Labeled point records:
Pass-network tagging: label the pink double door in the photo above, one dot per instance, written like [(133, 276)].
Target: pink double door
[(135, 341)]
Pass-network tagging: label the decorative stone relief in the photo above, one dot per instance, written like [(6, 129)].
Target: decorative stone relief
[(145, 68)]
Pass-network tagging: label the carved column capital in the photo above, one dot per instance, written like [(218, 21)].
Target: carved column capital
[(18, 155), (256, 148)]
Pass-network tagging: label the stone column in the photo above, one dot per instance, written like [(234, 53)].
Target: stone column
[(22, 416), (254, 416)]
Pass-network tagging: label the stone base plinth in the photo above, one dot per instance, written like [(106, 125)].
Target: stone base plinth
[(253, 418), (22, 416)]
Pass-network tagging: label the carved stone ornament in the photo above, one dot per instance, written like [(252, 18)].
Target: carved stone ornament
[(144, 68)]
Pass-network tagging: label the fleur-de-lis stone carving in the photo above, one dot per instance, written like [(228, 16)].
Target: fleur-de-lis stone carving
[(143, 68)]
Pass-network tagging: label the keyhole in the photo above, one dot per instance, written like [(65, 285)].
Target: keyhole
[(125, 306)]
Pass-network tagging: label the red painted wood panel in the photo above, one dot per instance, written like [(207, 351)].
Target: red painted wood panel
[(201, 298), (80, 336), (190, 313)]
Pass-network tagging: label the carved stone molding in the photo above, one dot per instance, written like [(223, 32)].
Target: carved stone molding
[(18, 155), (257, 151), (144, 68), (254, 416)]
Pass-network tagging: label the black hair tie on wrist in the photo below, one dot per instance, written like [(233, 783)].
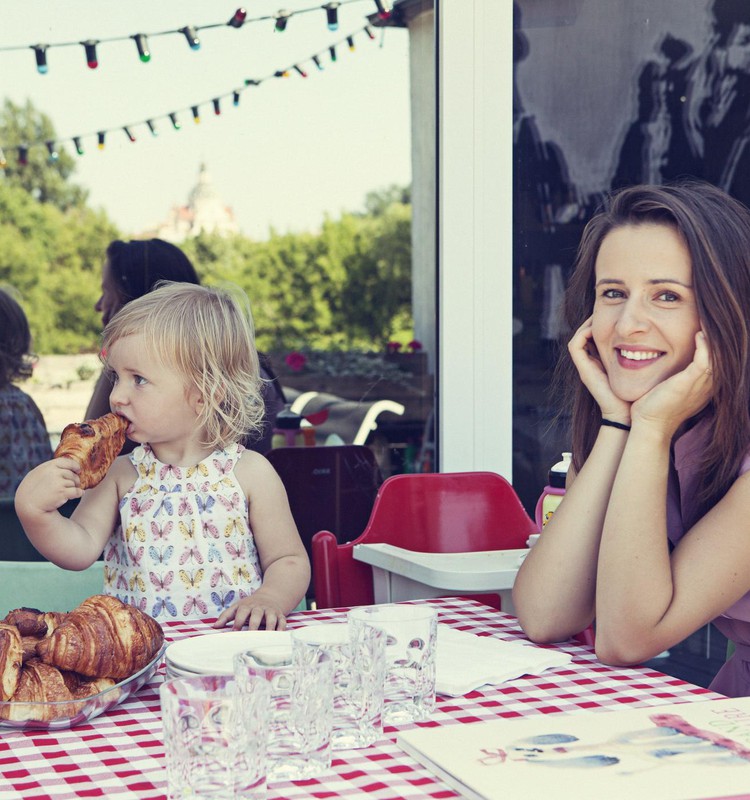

Task requirements: Change every "one dot per instance" in the listing above to "one point per instance" and keep everything else the same. Leave the picture out of the answer.

Expected answer:
Pass-network tagging: label the pink double door in the photo above, one point per instance, written like [(133, 276)].
Target: pink double door
[(135, 341)]
Pass-network tagging: label the decorative stone relief in the photo above, one point per instance, written like [(6, 129)].
Target: decorative stone relief
[(145, 68)]
Pass-network tagging: label the carved column capital in the photo above, one point per instance, written like [(218, 21)].
Target: carved column capital
[(18, 155), (256, 148)]
Pass-network tagging: label the stone column in the photo above, one point per instance, written like [(234, 53)].
Target: stone column
[(22, 416), (254, 416)]
Pass-network tagging: label the stone base plinth in the photo above, one point per instance, written like [(106, 125)].
Target: stone base plinth
[(253, 418), (22, 416)]
Pass-network tagging: label the carved stone ornament in the photo above, one point per instance, written like [(252, 18)].
Target: carved stone ornament
[(144, 68)]
Pass-network tagging: label the fleur-de-lis stone carving in the photo above, one point per instance, written like [(228, 16)].
Target: fleur-de-lis stone carving
[(143, 68)]
Pass-network tagging: label the keyhole in the photo above, one point per instance, written like [(65, 285)].
Target: keyhole
[(125, 306)]
Pass-network tagging: label the red painted wood panel in the photo above, one point per instance, written like [(207, 351)].
Target: red painted wood panel
[(201, 298), (80, 336), (190, 313)]
Pass-network tagging: label the carved stone molding in the photo above, one point per instance, written like [(223, 32)].
Target: carved stone molding
[(18, 155), (257, 151), (144, 68), (254, 416)]
Pass-network tagging: label the black hair tie on wrist in the photo below, one point per instance, written like [(233, 783)].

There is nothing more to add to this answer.